- _SET EXERCISE_
What would come next in the mailing-list reply below about the metalinkhttp draft? Continue it from its last quoted line.

- _PAGE_
----------
W3C home > Mailing lists > Public > ietf-http-wg@w3.org > January to March 2011

Re: draft-bryan-metalinkhttp-18.txt

From: Tatsuhiro Tsujikawa <tatsuhiro.t@gmail.com>
Date: Wed, 19 Jan 2011 23:49:12 +0900
Message-ID: <AANLkTikNB2o4YJHZkWJ375ai=b42uPPxiK5pRt=F3hb=@mail.gmail.com>
To: Julian Reschke <julian.reschke@gmx.de>
Cc: Anthony Bryan <anthonybryan@gmail.com>, ietf-http-wg@w3.org, draft-bryan-metalinkhttp@tools.ietf.org
2011/1/19 Julian Reschke <julian.reschke@gmx.de>:
> On 19.01.2011 10:33, Anthony Bryan wrote:
>>
>> ...
>>>
>>>   ...
>>>
>>>   [[ Discussion of this draft should take place on IETF HTTP WG mailing
>>>   list at ietf-http-wg@w3.org or the Metalink discussion mailing list
>>>   located at metalink-discussion@googlegroups.com.  To join the list,
>>>   visit http://groups.google.com/group/metalink-discussion . ]]
>>>
>>> This should go on the front page as "Editorial Note".
>>
>> in<abstract>?
>>
>> I've moved it to there where it says:
>>
>> [[ Discussion of this draft should take place on IETF HTTP WG mailing
>> list at ietf-http-wg@w3.org although this draft is not a WG item. ]]
>> ...
>
> No, add a <note> element after abstract. (Example:
> <http://tools.ietf.org/id/draft-ietf-httpbis-p2-semantics-12.xml>)
----------
- _EXCERPTED DATA_
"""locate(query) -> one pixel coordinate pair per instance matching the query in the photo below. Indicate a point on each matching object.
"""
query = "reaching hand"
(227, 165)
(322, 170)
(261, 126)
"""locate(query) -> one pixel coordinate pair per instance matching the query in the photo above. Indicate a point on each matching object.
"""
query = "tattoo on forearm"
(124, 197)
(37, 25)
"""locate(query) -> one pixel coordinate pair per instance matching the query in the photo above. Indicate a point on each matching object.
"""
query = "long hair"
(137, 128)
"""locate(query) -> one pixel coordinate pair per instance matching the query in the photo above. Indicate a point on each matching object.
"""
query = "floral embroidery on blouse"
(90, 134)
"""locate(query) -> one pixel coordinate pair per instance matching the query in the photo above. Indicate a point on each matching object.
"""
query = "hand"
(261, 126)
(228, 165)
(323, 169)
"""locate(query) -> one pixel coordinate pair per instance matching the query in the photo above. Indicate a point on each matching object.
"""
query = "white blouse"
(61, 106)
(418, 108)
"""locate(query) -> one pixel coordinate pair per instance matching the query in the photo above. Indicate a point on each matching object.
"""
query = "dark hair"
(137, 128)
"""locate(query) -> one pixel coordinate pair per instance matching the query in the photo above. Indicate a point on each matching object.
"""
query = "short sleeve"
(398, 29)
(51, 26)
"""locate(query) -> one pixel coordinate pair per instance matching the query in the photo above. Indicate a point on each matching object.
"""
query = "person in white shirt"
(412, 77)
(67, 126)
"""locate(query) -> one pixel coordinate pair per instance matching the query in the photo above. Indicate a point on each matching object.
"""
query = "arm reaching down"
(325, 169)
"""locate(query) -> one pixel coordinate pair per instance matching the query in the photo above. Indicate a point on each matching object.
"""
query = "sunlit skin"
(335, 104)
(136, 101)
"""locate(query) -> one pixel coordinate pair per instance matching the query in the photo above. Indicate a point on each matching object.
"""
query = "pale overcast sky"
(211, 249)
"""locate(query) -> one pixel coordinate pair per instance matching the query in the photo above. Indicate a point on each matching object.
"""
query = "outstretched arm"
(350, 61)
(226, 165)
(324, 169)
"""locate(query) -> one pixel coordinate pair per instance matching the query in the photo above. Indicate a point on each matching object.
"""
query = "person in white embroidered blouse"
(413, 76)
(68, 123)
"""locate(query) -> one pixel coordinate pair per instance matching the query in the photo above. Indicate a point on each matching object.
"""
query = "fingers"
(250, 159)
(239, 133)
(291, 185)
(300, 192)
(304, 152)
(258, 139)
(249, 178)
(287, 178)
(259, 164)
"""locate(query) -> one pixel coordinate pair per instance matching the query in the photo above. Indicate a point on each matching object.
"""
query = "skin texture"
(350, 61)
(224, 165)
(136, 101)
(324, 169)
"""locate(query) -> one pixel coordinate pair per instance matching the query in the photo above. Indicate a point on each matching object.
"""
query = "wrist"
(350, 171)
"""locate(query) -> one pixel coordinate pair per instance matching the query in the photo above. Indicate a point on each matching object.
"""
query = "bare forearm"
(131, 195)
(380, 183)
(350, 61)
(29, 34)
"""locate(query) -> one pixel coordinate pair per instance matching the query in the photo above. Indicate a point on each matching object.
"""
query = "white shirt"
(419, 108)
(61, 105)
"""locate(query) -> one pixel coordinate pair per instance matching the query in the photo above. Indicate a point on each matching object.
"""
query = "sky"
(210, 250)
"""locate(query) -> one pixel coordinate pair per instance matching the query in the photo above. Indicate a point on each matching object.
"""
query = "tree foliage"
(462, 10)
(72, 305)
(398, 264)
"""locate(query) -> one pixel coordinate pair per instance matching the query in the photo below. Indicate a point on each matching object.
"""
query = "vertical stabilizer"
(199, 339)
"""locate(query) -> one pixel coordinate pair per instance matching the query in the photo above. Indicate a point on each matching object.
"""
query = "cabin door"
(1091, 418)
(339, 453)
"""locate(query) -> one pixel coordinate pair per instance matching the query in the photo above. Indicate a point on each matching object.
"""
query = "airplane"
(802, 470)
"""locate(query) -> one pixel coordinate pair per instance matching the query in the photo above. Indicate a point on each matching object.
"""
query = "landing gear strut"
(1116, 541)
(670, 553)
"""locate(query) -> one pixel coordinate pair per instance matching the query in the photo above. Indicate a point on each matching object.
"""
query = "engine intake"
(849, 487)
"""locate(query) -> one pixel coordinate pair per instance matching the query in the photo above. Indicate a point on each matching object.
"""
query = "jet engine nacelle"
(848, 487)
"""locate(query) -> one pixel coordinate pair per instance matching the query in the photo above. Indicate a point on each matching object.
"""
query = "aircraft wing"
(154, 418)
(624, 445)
----------
- _OUTPUT FOR THIS TASK_
>
>>>   ...
>>>
>>> 1.2.  Examples
>>>
>>>   A brief Metalink server response with ETag, mirrors, .metalink,
>>>   OpenPGP signature, and a cryptographic hash of the whole file:
>>>
>>>   Etag: "thvDyvhfIqlvFe+A9MYgxAfm1q5="
>>>   Link:<http://www2.example.com/example.ext>; rel="duplicate"
>>>   Link:<ftp://ftp.example.com/example.ext>; rel="duplicate"
>>>   Link:<http://example.com/example.ext.torrent>; rel="describedby";
>>>   type="application/x-bittorrent"
>>>   Link:<http://example.com/example.ext.metalink>; rel="describedby";
>>>   type="application/metalink4+xml"
>>>   Link:<http://example.com/example.ext.asc>; rel="describedby";
>>>   type="application/pgp-signature"
>>>   Digest: SHA-256=MWVkMWQxYTRiMzk5MDQ0MzI3NGU5NDEyZTk5OWY1ZGFmNzgyZTJlO
>>>   DYzYjRjYzFhOTlmNTQwYzI2M2QwM2U2MQ==
>>>
>>> Note: there's no need quote the relation type here.
>>
>> here or throughout? they are quoted in the RFC 5988 examples.
>
> Not for single relation names that just use token characters.
>
>>    Link:<http://example.com/TheBook/chapter2>; rel="previous";
>>          title="previous chapter"
>>
>> or the MIME type in the type parameter doesn't need to be quoted?
>
> RFC 5988 allows it to be non-quoted, but I would advise against it as it
> violates that 2616 grammar for tokens...
>
>>> Note: it's unfortunate that there doesn't seem to be a registered media
>>> type
>>> for torrent files.
>>
>> true. I'd fix that if I could. :)
>
> Go ahead. You can :-)
>
>>>   ...
>>>
>>>   Metalink resources include a Link header [RFC5988] to present a list
>>>   of mirrors in the response to a client request for the resource.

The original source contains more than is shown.